Reading text:
# # #

How did you help bring climate change to the prime minister’s attention?

I engineered an invitation to give a lecture on the current state of climate-change science in 2002, the Zuckerman Lecture [PDF], that went around to all the cabinet and many influential people in British government. The most important turning point was the decision the prime minister made very quickly after that — he is, by the way, a very decisive sort of person — to look at the U.K.’s energy policy in light of global-warming science. That led to further research and eventually a white paper in 2003 that committed the government to reducing carbon dioxide 60 percent by 2050. It was the first time a government had come forward and said, “We are going to go beyond Kyoto.”

Was it intended as a challenge to other heads of state to follow suit?

In part. We put ourselves on that path so as to provide Britain with a strong position in negotiating with other countries. The prime minister has followed this up with clear advice to his cabinet ministers to raise the profile of climate change worldwide. I became his unofficial ambassador on the matter, and in the past 18 months, I’ve delivered over 140 lectures on climate science around the world at his behest.

# # #

Data section:
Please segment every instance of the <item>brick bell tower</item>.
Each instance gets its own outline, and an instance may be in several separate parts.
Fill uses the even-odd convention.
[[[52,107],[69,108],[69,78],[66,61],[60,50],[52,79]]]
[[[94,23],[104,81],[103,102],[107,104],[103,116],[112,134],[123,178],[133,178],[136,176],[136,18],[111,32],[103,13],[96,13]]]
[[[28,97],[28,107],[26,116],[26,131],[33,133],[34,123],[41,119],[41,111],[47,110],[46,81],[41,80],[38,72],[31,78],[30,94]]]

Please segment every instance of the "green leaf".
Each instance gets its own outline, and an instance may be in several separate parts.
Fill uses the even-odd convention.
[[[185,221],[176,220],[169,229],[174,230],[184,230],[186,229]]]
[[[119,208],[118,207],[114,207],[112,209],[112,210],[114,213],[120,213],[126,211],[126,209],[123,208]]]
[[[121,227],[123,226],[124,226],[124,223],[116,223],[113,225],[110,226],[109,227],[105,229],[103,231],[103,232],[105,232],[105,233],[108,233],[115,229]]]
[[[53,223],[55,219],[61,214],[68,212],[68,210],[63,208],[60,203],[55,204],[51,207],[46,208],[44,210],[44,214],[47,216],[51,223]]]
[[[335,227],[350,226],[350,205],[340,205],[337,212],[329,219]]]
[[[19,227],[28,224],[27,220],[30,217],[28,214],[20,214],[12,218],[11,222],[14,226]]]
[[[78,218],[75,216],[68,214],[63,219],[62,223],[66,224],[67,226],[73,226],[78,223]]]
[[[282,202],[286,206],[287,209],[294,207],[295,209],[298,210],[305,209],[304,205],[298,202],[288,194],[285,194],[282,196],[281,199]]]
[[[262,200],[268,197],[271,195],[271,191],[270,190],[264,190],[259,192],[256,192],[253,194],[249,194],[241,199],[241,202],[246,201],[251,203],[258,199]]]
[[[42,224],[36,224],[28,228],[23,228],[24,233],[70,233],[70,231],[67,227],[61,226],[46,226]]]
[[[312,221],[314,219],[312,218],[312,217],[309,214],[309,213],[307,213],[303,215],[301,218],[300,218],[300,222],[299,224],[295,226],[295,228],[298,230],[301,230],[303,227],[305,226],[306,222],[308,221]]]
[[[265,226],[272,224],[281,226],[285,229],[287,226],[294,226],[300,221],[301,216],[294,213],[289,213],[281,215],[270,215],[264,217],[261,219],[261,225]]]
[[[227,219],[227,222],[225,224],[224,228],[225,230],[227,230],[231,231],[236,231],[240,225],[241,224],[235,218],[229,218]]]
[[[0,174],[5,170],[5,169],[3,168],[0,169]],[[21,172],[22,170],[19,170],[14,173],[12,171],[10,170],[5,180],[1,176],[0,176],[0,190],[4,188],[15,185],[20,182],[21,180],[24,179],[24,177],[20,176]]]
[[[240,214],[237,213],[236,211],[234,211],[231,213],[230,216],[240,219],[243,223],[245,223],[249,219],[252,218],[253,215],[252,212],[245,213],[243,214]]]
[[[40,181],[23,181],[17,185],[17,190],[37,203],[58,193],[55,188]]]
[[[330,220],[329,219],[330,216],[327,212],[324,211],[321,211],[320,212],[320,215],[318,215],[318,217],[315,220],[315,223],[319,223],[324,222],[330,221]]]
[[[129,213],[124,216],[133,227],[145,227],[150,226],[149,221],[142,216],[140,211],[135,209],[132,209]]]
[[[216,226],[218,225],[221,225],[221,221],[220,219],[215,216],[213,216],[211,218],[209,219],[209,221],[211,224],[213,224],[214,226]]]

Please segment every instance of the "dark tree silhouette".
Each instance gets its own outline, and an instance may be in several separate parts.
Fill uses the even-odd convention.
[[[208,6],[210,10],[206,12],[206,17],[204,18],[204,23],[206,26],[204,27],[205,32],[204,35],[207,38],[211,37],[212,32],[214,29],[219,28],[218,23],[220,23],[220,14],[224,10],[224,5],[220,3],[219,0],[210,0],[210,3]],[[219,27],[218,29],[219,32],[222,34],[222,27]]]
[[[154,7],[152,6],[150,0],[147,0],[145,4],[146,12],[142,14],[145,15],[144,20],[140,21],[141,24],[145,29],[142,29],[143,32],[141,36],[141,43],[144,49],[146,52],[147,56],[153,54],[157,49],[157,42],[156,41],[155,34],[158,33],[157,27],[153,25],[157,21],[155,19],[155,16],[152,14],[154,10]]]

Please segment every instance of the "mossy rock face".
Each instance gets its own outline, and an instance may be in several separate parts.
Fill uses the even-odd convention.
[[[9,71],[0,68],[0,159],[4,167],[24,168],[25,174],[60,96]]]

# # #

To do:
1. In the climate change interview above, copy the passage that begins at the words "How did you" and stops after "to follow suit?".
2. Carry on the climate change interview from the point where it stops.

Answers to the problems:
1.
How did you help bring climate change to the prime minister’s attention?

I engineered an invitation to give a lecture on the current state of climate-change science in 2002, the Zuckerman Lecture [PDF], that went around to all the cabinet and many influential people in British government. The most important turning point was the decision the prime minister made very quickly after that — he is, by the way, a very decisive sort of person — to look at the U.K.’s energy policy in light of global-warming science. That led to further research and eventually a white paper in 2003 that committed the government to reducing carbon dioxide 60 percent by 2050. It was the first time a government had come forward and said, “We are going to go beyond Kyoto.”

Was it intended as a challenge to other heads of state to follow suit?

2.
What was the 60 percent CO2 reduction figure based on?

It was consistent with figures from the Intergovernmental Panel on Climate Change. Without reductions of 60 percent by mid-century, I believe the melting of the Greenland ice sheet would be irreversible, and sea levels would rise by seven meters from that alone. Knowing that the world’s great cities are on coastlines and would therefore be underwater, we felt that was something to be avoided.

What would the global-warming impacts be on the U.K.?

We did the most detailed analysis yet conducted of the impact of climate change on any one country, examining the flood and coastal defense risks for the U.K. over the next 80 years. It demonstrates that if we globally continue burning fossil fuels at the current rate, by 2080 it will be extremely difficult to protect British homes and cities from coastal flooding, fluvial flooding, and flooding from rainfall in our cities.

Are you already seeing impacts?

Rainfall patterns are already changing across cities. Just in the last decade, we’ve been seeing flash floods from tropical storms that bring a lot more water to our cities than we’ve previously experienced. Our drainage and sewage systems are not able to cope, so we get massive flooding.

Many of the politicians and oil-industry executives of the U.K., such as Lord John Browne of BP, are seen as global leaders on the climate issue. Why, would you say, are your leaders ahead of the game on this matter?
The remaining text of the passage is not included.